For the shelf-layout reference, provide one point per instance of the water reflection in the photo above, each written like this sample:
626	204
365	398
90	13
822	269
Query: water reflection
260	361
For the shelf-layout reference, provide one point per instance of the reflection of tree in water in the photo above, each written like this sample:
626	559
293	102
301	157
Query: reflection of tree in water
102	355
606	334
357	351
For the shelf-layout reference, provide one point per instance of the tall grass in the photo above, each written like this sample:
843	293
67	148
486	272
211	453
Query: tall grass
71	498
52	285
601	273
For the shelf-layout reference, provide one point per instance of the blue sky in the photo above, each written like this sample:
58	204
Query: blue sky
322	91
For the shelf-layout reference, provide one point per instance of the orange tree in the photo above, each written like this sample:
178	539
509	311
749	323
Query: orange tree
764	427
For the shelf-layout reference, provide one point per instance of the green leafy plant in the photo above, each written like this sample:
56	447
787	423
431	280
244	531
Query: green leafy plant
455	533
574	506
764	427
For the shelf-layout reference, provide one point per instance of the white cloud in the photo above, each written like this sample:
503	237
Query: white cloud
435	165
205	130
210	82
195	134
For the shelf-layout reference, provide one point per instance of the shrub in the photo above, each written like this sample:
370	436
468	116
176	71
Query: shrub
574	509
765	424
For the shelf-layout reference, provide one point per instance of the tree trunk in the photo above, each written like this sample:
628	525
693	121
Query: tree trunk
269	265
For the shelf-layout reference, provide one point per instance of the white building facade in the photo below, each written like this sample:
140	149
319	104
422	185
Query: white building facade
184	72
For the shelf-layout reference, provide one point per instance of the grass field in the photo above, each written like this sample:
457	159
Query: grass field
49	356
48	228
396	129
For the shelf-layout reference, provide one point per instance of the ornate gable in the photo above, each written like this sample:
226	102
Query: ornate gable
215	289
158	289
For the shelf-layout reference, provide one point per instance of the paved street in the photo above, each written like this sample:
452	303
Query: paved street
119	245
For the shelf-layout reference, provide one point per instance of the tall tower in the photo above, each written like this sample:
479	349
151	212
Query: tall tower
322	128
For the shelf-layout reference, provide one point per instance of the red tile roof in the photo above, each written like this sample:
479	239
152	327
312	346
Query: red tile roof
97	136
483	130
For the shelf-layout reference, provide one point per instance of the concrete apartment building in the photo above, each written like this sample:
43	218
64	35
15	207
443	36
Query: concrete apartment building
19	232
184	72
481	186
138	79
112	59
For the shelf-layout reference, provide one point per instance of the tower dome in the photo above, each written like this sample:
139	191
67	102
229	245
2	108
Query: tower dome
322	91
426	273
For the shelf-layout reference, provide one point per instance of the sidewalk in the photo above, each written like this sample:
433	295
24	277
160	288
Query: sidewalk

### Goal of the exercise
Wherever "sidewalk" turns up in the records, copy the whole line.

### Task answer
For the shelf-layout reference, provide one point per instance of the sidewalk in the photo above, each written like this sample:
Query: sidewalk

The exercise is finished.